+++ GIVEN ENTRIES
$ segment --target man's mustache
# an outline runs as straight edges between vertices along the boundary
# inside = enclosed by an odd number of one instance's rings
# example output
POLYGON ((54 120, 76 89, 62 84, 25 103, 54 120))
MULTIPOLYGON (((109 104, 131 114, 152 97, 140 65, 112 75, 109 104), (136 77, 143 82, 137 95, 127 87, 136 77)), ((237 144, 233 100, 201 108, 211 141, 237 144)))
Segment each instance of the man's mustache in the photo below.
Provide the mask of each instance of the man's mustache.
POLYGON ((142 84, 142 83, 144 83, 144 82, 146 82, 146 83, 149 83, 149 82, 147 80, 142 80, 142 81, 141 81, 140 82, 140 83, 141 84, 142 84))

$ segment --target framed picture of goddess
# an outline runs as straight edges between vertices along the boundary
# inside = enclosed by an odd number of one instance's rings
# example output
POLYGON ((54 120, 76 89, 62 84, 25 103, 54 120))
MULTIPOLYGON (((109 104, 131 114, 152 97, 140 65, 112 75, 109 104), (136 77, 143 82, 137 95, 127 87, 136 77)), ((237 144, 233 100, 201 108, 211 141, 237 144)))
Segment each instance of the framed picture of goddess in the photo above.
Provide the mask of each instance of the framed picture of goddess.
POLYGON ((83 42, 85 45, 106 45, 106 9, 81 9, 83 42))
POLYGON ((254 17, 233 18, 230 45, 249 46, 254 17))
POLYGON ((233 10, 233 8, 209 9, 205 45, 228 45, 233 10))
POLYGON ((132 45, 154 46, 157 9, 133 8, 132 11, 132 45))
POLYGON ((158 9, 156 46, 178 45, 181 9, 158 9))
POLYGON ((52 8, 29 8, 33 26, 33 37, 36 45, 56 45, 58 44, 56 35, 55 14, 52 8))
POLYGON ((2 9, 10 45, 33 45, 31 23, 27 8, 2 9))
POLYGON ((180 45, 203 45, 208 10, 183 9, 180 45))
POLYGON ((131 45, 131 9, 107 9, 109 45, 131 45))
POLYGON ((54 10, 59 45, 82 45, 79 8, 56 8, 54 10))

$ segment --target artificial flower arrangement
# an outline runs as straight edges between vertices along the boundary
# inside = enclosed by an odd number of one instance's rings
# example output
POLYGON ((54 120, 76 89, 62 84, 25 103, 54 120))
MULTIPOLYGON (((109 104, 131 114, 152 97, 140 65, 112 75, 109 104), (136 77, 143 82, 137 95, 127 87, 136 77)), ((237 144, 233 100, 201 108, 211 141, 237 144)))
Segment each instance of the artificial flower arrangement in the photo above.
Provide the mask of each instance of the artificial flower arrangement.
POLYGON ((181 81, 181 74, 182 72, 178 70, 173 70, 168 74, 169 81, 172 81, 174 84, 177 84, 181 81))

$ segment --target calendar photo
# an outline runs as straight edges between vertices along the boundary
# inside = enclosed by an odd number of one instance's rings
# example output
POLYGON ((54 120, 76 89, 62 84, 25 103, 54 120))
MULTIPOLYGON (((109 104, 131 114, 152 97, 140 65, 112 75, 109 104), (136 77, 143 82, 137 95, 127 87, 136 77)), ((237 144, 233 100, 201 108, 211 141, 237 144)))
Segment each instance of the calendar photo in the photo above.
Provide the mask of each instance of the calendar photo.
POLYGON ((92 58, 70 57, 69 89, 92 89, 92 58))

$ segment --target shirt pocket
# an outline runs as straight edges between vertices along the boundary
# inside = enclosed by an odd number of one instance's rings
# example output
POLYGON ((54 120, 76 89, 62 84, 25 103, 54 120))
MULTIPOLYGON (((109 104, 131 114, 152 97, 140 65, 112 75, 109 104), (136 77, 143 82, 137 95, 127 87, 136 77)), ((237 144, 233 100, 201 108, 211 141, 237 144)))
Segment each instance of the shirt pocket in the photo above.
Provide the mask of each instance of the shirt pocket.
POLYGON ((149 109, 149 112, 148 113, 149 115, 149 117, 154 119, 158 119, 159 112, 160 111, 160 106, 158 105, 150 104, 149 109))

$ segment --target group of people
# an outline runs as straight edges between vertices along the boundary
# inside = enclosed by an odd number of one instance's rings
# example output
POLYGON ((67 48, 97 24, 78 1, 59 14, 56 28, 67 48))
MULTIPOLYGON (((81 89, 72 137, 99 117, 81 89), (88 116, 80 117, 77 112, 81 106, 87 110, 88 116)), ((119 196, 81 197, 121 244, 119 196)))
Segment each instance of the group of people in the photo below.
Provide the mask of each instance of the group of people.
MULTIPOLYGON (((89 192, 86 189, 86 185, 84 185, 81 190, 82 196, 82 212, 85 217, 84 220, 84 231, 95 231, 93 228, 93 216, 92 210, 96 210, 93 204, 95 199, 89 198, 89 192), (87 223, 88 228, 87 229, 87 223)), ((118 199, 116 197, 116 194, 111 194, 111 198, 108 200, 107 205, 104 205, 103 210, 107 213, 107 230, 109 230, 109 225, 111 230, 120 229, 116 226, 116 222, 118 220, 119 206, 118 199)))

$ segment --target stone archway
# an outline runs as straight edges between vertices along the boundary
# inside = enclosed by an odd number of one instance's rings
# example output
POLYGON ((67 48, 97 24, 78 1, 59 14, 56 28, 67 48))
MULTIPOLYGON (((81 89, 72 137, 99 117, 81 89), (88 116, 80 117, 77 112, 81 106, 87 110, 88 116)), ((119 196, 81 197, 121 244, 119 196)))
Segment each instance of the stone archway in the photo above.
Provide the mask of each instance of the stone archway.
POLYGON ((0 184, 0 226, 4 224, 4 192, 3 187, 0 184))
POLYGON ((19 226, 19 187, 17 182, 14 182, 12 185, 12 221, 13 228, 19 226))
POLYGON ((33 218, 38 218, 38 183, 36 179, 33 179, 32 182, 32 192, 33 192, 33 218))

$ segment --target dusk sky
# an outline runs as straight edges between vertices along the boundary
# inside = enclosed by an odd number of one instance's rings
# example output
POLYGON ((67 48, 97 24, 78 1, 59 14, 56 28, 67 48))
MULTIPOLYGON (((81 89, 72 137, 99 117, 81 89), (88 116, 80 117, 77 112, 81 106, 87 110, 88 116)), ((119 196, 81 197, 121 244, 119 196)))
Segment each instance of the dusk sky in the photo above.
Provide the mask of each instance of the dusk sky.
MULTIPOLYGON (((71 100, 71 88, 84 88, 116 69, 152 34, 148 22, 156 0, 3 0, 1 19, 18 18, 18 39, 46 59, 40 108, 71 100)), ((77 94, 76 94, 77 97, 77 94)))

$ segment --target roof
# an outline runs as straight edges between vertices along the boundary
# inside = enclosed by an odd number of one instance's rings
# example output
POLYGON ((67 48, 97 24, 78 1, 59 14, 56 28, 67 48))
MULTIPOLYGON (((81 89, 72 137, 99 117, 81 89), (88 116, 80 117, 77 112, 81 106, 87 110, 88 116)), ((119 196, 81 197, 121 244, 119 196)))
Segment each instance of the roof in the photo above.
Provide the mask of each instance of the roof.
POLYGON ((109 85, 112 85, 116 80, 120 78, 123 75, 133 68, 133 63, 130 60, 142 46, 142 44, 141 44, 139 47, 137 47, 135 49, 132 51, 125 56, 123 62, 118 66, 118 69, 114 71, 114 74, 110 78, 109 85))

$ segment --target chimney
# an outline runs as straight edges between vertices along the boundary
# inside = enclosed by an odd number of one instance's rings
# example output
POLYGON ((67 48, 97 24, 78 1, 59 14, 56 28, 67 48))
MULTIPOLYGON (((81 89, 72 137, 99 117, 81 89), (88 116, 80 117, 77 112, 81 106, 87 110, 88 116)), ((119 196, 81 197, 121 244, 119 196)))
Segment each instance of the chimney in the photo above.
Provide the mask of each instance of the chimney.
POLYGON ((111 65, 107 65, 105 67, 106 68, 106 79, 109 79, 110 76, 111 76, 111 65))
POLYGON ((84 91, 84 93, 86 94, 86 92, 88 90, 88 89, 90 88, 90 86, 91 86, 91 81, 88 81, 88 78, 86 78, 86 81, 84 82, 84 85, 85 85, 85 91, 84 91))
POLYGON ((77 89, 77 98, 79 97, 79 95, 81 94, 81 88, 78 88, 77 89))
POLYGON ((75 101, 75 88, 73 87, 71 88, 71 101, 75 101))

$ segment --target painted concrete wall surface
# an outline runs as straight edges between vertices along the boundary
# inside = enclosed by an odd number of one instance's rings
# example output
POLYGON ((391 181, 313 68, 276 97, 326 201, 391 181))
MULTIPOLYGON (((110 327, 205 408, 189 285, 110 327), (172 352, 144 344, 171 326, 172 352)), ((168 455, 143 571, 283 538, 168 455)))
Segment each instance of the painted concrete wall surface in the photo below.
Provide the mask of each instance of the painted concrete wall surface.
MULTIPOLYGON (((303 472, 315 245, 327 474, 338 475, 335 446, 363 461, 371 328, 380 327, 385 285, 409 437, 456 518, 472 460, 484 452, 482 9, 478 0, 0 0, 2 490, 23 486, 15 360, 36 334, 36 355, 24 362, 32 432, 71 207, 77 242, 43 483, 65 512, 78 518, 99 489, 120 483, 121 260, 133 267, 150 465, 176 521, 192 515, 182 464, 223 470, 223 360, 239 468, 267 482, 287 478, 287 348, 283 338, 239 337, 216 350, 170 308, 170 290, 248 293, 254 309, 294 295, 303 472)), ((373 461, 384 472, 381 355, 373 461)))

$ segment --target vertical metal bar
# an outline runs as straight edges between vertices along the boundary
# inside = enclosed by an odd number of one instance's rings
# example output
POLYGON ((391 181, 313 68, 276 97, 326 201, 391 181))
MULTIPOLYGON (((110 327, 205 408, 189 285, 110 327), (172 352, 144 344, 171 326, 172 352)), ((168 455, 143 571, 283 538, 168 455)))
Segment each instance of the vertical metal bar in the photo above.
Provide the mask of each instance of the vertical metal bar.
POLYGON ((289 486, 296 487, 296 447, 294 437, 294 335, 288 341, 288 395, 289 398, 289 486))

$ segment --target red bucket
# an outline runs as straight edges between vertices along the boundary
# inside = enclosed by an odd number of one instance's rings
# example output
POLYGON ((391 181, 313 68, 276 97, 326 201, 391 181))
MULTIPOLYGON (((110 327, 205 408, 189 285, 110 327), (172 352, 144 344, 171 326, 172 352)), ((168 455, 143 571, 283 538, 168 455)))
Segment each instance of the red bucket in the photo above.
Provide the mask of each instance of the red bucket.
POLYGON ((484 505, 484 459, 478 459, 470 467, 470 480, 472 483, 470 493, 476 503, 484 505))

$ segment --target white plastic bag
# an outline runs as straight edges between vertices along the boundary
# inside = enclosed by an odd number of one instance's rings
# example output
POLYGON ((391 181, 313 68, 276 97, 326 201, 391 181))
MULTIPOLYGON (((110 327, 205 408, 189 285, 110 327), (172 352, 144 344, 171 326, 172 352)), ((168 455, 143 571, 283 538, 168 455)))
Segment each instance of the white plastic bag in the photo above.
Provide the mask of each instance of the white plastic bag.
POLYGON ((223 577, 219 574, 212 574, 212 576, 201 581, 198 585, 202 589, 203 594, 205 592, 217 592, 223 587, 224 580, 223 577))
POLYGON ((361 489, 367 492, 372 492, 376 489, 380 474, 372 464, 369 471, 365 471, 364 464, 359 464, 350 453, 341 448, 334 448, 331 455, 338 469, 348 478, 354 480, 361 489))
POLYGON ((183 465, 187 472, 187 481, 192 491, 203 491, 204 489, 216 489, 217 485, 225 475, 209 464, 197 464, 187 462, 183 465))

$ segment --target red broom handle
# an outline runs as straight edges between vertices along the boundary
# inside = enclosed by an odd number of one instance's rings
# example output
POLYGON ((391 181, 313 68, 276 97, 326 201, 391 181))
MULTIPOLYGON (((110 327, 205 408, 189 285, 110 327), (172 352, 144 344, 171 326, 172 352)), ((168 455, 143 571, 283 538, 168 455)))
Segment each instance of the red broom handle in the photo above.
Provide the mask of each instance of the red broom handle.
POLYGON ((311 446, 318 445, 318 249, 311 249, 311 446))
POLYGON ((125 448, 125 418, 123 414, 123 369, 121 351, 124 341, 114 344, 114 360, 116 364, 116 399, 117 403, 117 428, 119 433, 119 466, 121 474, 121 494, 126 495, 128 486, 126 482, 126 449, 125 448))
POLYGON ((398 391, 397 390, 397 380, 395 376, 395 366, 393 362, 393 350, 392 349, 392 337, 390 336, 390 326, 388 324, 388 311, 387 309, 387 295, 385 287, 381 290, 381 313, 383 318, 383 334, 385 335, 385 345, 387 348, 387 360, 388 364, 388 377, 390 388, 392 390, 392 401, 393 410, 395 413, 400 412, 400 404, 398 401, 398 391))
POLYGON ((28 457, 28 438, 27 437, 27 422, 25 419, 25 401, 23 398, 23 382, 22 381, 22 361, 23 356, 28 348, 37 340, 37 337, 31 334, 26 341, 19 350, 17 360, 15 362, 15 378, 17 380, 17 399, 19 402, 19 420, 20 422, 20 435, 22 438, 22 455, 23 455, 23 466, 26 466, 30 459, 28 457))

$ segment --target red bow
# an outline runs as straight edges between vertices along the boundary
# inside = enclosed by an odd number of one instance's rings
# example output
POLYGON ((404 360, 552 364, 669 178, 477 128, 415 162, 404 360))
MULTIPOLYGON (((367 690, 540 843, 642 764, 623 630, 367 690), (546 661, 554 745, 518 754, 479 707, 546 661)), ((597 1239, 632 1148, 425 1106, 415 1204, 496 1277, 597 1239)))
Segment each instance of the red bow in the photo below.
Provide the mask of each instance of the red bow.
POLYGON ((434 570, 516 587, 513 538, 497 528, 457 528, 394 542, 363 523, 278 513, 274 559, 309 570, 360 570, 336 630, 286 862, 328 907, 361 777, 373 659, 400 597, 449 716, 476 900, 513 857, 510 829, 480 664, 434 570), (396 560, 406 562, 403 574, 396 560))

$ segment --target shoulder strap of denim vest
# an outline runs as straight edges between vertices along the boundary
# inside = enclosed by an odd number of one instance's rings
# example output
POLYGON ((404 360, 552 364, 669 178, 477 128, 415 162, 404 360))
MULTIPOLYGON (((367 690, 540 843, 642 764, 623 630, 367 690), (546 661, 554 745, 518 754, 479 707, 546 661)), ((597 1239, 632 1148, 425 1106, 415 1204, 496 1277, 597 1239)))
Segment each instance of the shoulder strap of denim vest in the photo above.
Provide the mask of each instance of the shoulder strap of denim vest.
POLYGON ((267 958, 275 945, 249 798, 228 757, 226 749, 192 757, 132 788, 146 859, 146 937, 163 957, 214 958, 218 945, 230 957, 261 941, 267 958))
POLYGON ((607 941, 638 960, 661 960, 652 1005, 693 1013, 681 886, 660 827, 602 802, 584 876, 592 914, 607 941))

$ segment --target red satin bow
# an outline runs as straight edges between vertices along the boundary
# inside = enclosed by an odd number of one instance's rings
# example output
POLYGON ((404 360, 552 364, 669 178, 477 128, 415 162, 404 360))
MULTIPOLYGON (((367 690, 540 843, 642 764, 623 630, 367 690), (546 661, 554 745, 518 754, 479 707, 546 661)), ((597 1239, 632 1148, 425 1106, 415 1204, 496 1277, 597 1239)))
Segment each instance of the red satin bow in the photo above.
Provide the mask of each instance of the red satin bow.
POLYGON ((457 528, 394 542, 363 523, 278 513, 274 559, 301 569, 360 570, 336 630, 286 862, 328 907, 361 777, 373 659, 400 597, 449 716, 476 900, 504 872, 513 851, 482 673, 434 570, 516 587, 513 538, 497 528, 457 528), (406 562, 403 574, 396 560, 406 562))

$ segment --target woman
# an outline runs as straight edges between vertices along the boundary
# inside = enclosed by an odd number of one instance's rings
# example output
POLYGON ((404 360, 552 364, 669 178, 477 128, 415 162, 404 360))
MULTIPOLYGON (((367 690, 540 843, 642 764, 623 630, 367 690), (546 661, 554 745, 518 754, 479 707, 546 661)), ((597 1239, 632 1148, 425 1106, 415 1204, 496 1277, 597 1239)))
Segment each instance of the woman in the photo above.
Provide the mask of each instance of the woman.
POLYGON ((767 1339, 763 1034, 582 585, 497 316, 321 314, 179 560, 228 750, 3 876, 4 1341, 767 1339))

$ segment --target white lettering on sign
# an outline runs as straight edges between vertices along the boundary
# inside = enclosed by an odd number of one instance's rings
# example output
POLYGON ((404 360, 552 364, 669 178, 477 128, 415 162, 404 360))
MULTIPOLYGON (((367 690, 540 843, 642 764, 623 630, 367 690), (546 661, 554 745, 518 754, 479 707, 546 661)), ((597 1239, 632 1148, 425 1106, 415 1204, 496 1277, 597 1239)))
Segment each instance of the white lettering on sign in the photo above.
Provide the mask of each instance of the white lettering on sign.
++++++
*WORK REQUIRED*
Copy out the rows above without any changes, beginning with the very first row and ending with the line that contains "Provide the mask of each instance of the man's".

*TASK RESPONSE*
$ segment --target man's mustache
# an outline runs as straight edges between vertices along the boundary
# inside = enclosed by an odd number of one instance's rings
# example output
POLYGON ((54 120, 76 89, 62 84, 25 103, 54 120))
MULTIPOLYGON (((109 104, 131 114, 152 97, 140 65, 112 75, 109 104), (136 77, 143 82, 137 95, 127 87, 136 77)), ((237 144, 233 100, 201 108, 211 141, 237 144)))
Segment each instance of the man's mustache in the photo below.
Provide the mask of each instance of the man's mustache.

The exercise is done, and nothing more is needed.